§ **Material provided**:

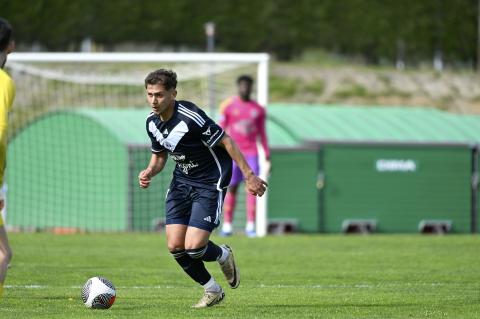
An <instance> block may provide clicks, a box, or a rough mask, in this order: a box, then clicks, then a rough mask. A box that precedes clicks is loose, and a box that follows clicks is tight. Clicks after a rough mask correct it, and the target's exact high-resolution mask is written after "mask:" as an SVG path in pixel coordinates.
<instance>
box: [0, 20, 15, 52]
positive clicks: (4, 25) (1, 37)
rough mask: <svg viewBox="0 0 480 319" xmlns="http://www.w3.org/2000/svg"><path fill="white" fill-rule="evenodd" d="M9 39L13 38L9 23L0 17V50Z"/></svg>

* * *

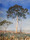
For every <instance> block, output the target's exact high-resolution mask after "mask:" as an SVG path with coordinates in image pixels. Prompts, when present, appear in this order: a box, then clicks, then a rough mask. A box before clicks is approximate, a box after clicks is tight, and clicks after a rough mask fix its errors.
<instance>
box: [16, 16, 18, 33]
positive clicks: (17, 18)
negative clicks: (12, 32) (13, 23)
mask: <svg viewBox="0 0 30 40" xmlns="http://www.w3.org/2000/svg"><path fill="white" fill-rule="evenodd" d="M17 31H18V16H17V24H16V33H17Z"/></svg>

§ **What you are asked to do**:
Switch "rough mask" to "coarse mask" in the records from the line with "An <instance> block" up to and including the line with "positive clicks: (4, 25) (1, 37)", changing nothing else. Return only those lines.

§ **Output**:
An <instance> block may provide clicks, a box, or a coarse mask, in this order: a box, then clicks, then a coarse mask. A box that precedes clicks is loose, and a box that follows clicks is tight. Clicks after a coarse mask correct it, and the target's exact high-resolution mask is written after "mask:" as an SVG path in pixel coordinates.
<instance>
box: [0, 20, 15, 52]
positive clicks: (4, 25) (1, 37)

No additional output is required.